• [WHAT TO DO]:
Present the material below as a numbered list, leaving out blank lines and including only the lines between the one holding "Could you spot the white" and the one holding "point(611, 250)", inclusive.

⟨

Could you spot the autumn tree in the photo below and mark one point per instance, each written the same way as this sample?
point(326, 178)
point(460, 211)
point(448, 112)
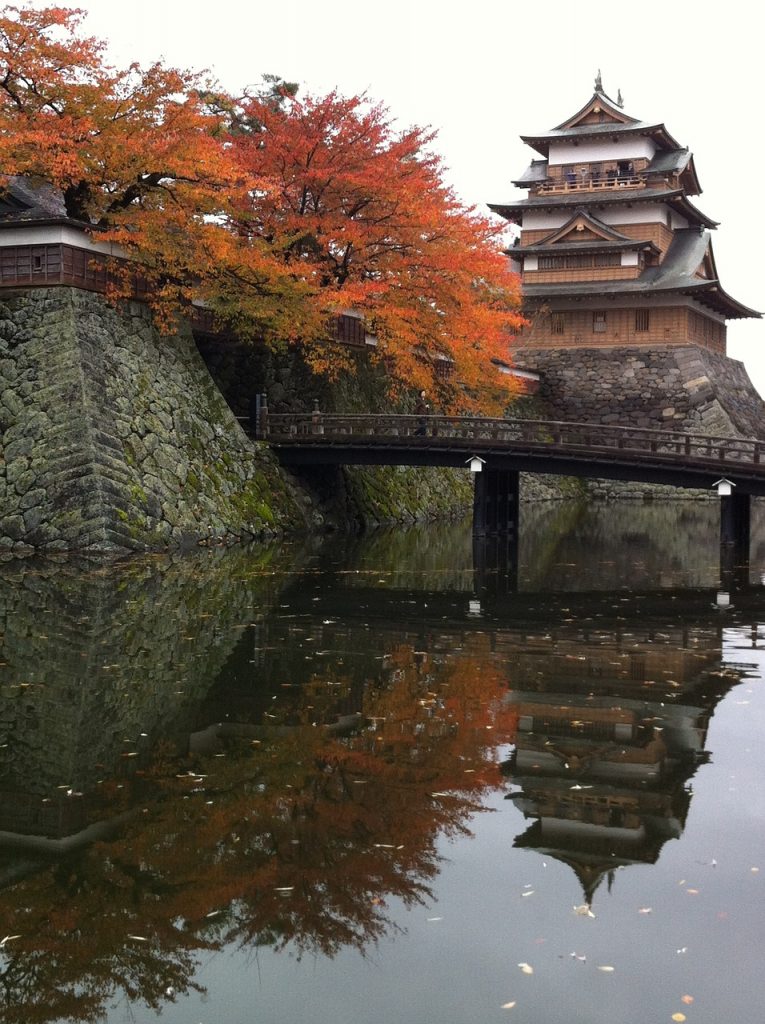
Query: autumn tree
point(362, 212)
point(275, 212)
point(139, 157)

⟩
⟨

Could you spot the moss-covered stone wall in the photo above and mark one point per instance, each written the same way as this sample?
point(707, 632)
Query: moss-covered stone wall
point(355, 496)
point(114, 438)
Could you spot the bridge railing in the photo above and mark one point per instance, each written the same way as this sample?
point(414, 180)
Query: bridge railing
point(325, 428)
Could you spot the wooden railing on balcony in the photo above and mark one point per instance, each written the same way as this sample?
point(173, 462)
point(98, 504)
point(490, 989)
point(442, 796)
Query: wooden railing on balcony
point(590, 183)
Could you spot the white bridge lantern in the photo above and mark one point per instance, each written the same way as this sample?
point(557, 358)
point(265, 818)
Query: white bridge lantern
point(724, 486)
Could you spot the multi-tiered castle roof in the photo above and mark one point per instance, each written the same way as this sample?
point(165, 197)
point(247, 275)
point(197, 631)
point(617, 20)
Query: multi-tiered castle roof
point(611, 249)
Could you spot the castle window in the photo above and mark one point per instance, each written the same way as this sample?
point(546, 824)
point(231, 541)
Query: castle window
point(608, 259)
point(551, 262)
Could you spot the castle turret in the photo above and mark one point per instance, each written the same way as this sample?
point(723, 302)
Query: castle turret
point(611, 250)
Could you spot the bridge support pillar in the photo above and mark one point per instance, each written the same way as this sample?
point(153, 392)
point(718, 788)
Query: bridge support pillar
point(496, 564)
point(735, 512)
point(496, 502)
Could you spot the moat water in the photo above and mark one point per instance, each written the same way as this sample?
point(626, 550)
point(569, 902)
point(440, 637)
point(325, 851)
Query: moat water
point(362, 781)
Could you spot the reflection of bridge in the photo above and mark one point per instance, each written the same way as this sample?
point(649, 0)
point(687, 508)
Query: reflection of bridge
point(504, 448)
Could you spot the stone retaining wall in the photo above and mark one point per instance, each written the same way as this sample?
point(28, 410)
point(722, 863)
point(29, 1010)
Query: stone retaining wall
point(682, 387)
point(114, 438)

⟩

• [ANSWER TO THE EXERCISE]:
1. Could you spot the white bridge lantern in the photo above and mark one point per instance, each written the same way as this sample?
2. point(557, 358)
3. point(265, 818)
4. Query: white bridge lantern
5. point(724, 486)
6. Could you spot the multi-tiered castle roof in the photo above and mark one point per instance, each written the same way as this sample?
7. point(165, 197)
8. point(247, 275)
9. point(197, 631)
10. point(617, 20)
11. Query: multi-tiered castle roof
12. point(611, 249)
13. Could you spot the castle window in the photo above and mark one point per instance, each written the same way as this sample?
14. point(546, 824)
15. point(231, 541)
16. Query: castle window
17. point(608, 259)
18. point(551, 262)
19. Could you spot the castle turret in the photo above and mark one point per instance, each written the same way as this sample?
20. point(723, 302)
21. Query: castle turret
22. point(611, 250)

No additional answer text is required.